-- Collected data --
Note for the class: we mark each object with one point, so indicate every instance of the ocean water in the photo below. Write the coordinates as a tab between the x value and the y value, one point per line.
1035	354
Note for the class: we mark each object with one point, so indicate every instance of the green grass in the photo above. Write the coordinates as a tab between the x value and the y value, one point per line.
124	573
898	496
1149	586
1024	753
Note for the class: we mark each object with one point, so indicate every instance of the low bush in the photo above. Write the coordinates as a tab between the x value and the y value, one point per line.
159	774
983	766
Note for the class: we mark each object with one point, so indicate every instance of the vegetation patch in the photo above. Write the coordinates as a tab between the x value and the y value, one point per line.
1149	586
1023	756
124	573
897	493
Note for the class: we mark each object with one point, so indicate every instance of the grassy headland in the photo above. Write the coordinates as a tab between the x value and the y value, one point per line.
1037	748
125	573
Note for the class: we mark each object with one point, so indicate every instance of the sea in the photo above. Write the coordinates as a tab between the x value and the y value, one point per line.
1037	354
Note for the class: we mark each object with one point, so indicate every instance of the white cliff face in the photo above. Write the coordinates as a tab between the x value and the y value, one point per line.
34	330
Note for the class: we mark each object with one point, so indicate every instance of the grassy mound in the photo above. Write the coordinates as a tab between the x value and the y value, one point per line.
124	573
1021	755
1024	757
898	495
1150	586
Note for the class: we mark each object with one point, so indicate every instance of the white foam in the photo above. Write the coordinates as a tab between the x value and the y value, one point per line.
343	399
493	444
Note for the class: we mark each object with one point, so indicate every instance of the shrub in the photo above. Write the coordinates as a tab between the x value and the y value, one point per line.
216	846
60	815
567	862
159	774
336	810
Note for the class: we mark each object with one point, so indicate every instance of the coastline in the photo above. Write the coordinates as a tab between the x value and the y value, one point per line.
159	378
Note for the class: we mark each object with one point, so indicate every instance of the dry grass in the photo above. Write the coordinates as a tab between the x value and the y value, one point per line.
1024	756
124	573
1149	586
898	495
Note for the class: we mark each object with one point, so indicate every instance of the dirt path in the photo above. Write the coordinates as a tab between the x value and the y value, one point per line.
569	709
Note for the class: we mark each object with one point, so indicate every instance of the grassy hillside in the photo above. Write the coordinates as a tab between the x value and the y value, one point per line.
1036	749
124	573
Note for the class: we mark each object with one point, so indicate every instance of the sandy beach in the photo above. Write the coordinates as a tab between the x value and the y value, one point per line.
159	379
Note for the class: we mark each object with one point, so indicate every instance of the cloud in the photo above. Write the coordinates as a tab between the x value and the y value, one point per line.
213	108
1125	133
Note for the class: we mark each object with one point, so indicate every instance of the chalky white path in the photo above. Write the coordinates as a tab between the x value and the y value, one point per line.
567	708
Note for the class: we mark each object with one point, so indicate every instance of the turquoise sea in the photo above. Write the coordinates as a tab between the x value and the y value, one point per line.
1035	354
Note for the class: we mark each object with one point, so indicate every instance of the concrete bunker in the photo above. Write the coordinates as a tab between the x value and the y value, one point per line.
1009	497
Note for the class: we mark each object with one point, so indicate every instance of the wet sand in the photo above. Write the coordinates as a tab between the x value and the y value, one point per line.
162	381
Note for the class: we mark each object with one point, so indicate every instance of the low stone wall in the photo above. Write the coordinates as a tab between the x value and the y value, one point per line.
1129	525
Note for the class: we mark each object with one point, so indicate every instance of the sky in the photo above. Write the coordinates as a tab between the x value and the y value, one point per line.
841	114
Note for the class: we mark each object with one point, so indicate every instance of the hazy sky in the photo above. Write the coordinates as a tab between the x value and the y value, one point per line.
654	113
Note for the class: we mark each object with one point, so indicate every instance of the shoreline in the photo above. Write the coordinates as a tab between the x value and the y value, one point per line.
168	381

-- Required action --
Reproduce the data shown above in its entirety, keeping each word as it is.

-- Answer to this exercise --
Note for the class: we mark each object with one point, so indicate every instance of the ocean water in the photo below. Write the coordinates as a tab between the x value and the y value, one point per line.
1035	354
Note for the class: we mark each object with one point, so indicate every instance of the green grass in the photo above. Write the coordinates as a tab between the x value and the y value, one point per line.
124	573
898	496
1149	586
1024	753
Note for the class: we mark each object with one point, so indicate every instance of the low bush in the photo above. Write the coordinates as a tab between the x value and the y value, one point per line.
159	774
983	766
Note for the class: we mark each object with one point, so indicate every instance of the vegetation patch in the photo above. Write the coordinates as a tab between the x value and the y value, one point per line.
1149	586
1023	756
124	573
897	493
Note for the class: we mark each object with one point, so indicate every instance of the grassy headland in the photo above. Write the coordinates as a tab between the x value and the y value, one point per line.
1037	748
125	573
Note for the class: we mark each object with one point, so indicate every instance of the sea in the photo above. Write the coordinates as a tab between the x value and the y value, one point per line.
1037	354
Note for the class: we mark each object with one point, so indicate every instance of the white cliff face in the photo above. Write the coordinates as a tab between the x value and the y value, one point per line.
34	330
Note for the class: we mark each object with one point, so indicate every instance of the grassy mound in the photo above. Write the coordinates as a tab between the x value and the y value, one point per line.
124	573
1021	755
1024	757
898	495
1150	586
Note for the class: we mark each object with one point, so indicate every instance of the white foam in the photo above. Write the coordinates as a tab between the x value and the y value, one point per line.
343	399
493	444
Note for the class: we mark each object with one point, so indicate every instance of the shrub in the photo above. Write the coordinates as a tab between the x value and the y value, one point per line.
216	846
60	815
567	862
159	774
336	810
Note for the class: we mark each object with one point, so indicate every instance of the coastline in the photo above. Write the coordinates as a tab between the x value and the y value, one point per line.
159	378
Note for the class: we mark each object with one point, so indicate every instance of the dry grass in the photo above. Write the coordinates as a tab between the x value and the y value, one point per line.
1024	756
124	573
1149	586
898	495
Note for the class: we mark each object with one point, so indicate every instance of the dirt path in the photo above. Write the coordinates as a tab between the x value and the y value, one point per line.
569	709
Note for the class: we mark each object with one point, so indicate every instance of the grassy hillside in the photo above. Write the coordinates as a tab between the x value and the y value, one point per line.
1036	749
124	573
Note for the class: we mark each object with one point, so indicate every instance of the sandy beach in the photo above. Write the coordinates as a tab between the x value and the y value, one point per line.
159	379
Note for the class: we mark each object with one point, so indicate every instance of the cloud in the photo above. Write the coordinates as a tab between the x value and the y value, one point per line.
213	108
1125	133
Note for the class: we mark each object with one point, so indicate every instance of the chalky white path in the photo above. Write the coordinates as a tab between the x value and the y value, one point per line.
567	708
Note for the class: we mark each object with one point, so indicate every instance of the turquoise sea in the photo above. Write the coordinates as a tab between the x value and the y value, one point per line.
1035	354
Note for the class: we mark each object with one point, so indicate every instance of the concrete bunker in the photo above. Write the coordinates as a tab between the x value and the y value, one point per line.
1009	497
Note for the class: we mark each object with one point, so indicate every instance of the wet sand in the photo above. Write the coordinates as a tab between the x value and the y value, one point per line.
162	381
Note for the class: we mark each object with one point, so indicate every instance of the low stone wall in the photo above. Write the coordinates as a tab between the x value and the y value, one point per line.
1129	525
Note for the class: we mark each object with one point, so indicate every instance of the sky in the photo above. Write the coordinates as a tab between the x value and the y value, one point per line.
841	114
Note for the class: we mark each object with one point, so indicate every instance of the hazy sky in the photo above. Write the coordinates as a tab between the x value and the y value, one point per line.
654	113
Note for the class: we mark each object with one point, so indicate every instance of the shoreline in the photo above. Write the coordinates as a tab between the x value and the y value, one point per line.
168	381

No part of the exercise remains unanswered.